_GIVEN TASK_
Return each line of the listing below verbatim, with no alteration.

(Point annotation records)
+ + + +
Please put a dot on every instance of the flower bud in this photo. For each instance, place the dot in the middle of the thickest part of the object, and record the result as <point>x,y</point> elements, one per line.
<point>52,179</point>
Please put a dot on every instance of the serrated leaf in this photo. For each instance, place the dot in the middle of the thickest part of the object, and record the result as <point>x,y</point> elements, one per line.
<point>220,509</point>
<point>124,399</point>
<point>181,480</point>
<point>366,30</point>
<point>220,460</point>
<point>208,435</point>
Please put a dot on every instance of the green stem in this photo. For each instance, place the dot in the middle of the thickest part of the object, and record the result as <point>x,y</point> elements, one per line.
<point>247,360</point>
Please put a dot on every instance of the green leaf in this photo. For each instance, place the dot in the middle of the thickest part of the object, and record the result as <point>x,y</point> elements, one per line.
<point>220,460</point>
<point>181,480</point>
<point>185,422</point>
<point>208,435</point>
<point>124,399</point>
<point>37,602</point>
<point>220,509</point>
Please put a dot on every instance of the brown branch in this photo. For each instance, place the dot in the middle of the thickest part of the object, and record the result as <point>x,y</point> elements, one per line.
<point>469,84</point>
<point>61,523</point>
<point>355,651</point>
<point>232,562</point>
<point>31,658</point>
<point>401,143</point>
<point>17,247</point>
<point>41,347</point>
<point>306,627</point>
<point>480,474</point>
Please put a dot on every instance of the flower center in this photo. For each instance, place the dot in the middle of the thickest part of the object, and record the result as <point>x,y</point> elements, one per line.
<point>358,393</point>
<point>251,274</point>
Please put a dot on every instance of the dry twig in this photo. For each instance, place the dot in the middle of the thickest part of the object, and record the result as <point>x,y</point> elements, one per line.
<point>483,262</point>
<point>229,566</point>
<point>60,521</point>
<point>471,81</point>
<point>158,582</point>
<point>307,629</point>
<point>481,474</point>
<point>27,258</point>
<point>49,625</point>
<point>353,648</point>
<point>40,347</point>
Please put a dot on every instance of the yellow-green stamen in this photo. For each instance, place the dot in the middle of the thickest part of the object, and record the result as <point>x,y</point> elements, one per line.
+ + + +
_ANSWER TO THE TASK_
Please put a dot on every instance of the flower bud in this photo. For each instance, place the dot in the middle of the thickest part of the object, and record the result as <point>x,y</point> elements, one per line.
<point>52,179</point>
Please put a dot on every instance of the serrated leaf in this photo. For each instance, place the dot in the middle of the thickest part of the object, and record the result as <point>x,y</point> elements, one per line.
<point>220,509</point>
<point>124,399</point>
<point>181,480</point>
<point>366,30</point>
<point>220,460</point>
<point>208,435</point>
Please put a dot on every instance of the green stem in this photo. For each instance, place the dot in the middle of the thickest part of the object, and record the result as <point>x,y</point> elements, one per line.
<point>247,360</point>
Please put a dot on every instance of the green leaf in this photo. For each instance, place the dot in the middle of the thickest part of the object, and record the result as <point>x,y</point> elements, one per line.
<point>220,460</point>
<point>181,480</point>
<point>185,422</point>
<point>208,435</point>
<point>124,399</point>
<point>37,602</point>
<point>220,509</point>
Please put a dot on every instance of the brown branch in this photo. For each instance, place the dot in the middle of the thickest part of the object, and record the result as <point>x,y</point> elements, one per line.
<point>469,84</point>
<point>61,523</point>
<point>355,651</point>
<point>232,562</point>
<point>31,658</point>
<point>401,143</point>
<point>17,247</point>
<point>41,347</point>
<point>306,627</point>
<point>480,474</point>
Please put a dot on every instance of the flower center in this photo. For each instance, place the dot in the middle of the thickest part of the object, and record the result as <point>x,y</point> elements, one per line.
<point>358,393</point>
<point>251,274</point>
Please put a dot on every instance of the dry twig in this photo. For each instance, place the dot in the middle of the thickest part of the object, and record the result as <point>x,y</point> elements, one per line.
<point>483,262</point>
<point>229,566</point>
<point>60,521</point>
<point>471,81</point>
<point>158,582</point>
<point>307,629</point>
<point>481,474</point>
<point>27,258</point>
<point>49,625</point>
<point>353,648</point>
<point>40,347</point>
Please put a dot on every instance of the yellow-green stamen in this photo. For each instance, place the dot in the middle of the thickest part of the object, and record the result as <point>x,y</point> elements, one per line.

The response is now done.